◆ EXTRACT:
★ ★ ★ ★

# air compressor



## justtired (Jun 18, 2006)

what is the typical horse power and scfm for air compressor to suppy enough air for a air gun, air rachet, and a impact wrench. doesn't have to supply for all three at a time. i believe belt driven is better than direct drive. what brand of air compressor do u guys have? snap on air compressor is way expensive, i saw one at my school. i think i'll get either a craftsman or a husky. any advices? thanks in advance.


----------



## Big Dave (May 17, 2006)

Your air ratchet and impact gun are going to require the most air. Air usage is described as CFM. Look up what CFM usage your impact and ratchet require and then purchase a compressor that will put out that much CFM or more. I would at least buy a compressor with a 20 gallon tank or bigger otherwise during heavy usage it will run constantly. Definately go with a oil lubricated pump.

The nail gun just uses air in short burst and does not require any CFM per say. I have a Grizzly 4 gallon compressor and a Dewalt 6 gallon but all I use them for is nail guns and the occasional tire.

Hope this helps, Dave.


----------



## Tommy Plumb (Oct 7, 2006)

You're 100% right in going for a belt driven compressor. The oil-less ones are louder and won't last a fifth of the time a belt driven one will.

★ ★ ★ ★

◆ GIVEN MATERIAL:
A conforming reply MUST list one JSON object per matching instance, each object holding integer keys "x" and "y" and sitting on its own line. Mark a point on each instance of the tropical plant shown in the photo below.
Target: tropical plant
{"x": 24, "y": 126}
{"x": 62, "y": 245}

★ ★ ★ ★

◆ TASK REQUIREMENTS:
a: Can you reproduce the air compressor thread word for word, starting at "what is the" and ending at "oil lubricated pump."?
b: Using the air compressor thread, what are the answers to these, one per line?
(i) Which two brands does justtired expect to choose between?
(ii) What is the smallest tank size Big Dave would buy?
(iii) According to Tommy Plumb, how long do oil-less compressors last compared with belt-driven ones?

◆ SOLUTIONS TO THE TASKS:
a:
what is the typical horse power and scfm for air compressor to suppy enough air for a air gun, air rachet, and a impact wrench. doesn't have to supply for all three at a time. i believe belt driven is better than direct drive. what brand of air compressor do u guys have? snap on air compressor is way expensive, i saw one at my school. i think i'll get either a craftsman or a husky. any advices? thanks in advance.


----------



## Big Dave (May 17, 2006)

Your air ratchet and impact gun are going to require the most air. Air usage is described as CFM. Look up what CFM usage your impact and ratchet require and then purchase a compressor that will put out that much CFM or more. I would at least buy a compressor with a 20 gallon tank or bigger otherwise during heavy usage it will run constantly. Definately go with a oil lubricated pump.

b:
(i) Craftsman or Husky.
(ii) A 20-gallon tank.
(iii) Less than a fifth as long.